Write out every line of the rows below again, shifting each x and y coordinate by adding 53 to it.

▶ Source data
§ §

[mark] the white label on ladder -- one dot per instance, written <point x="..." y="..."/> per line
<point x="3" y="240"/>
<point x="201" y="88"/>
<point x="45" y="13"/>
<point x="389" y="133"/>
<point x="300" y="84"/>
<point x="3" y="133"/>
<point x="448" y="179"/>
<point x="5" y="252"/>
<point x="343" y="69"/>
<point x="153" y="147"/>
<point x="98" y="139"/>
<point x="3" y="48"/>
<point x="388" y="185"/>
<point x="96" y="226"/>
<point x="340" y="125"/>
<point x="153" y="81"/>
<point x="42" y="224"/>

§ §

▶ Reply
[mark] the white label on ladder -- one dot per instance, written <point x="..." y="..."/> per line
<point x="56" y="293"/>
<point x="254" y="141"/>
<point x="98" y="66"/>
<point x="442" y="186"/>
<point x="353" y="137"/>
<point x="56" y="186"/>
<point x="501" y="232"/>
<point x="58" y="305"/>
<point x="396" y="122"/>
<point x="206" y="200"/>
<point x="151" y="192"/>
<point x="56" y="101"/>
<point x="441" y="238"/>
<point x="149" y="279"/>
<point x="393" y="178"/>
<point x="206" y="134"/>
<point x="95" y="277"/>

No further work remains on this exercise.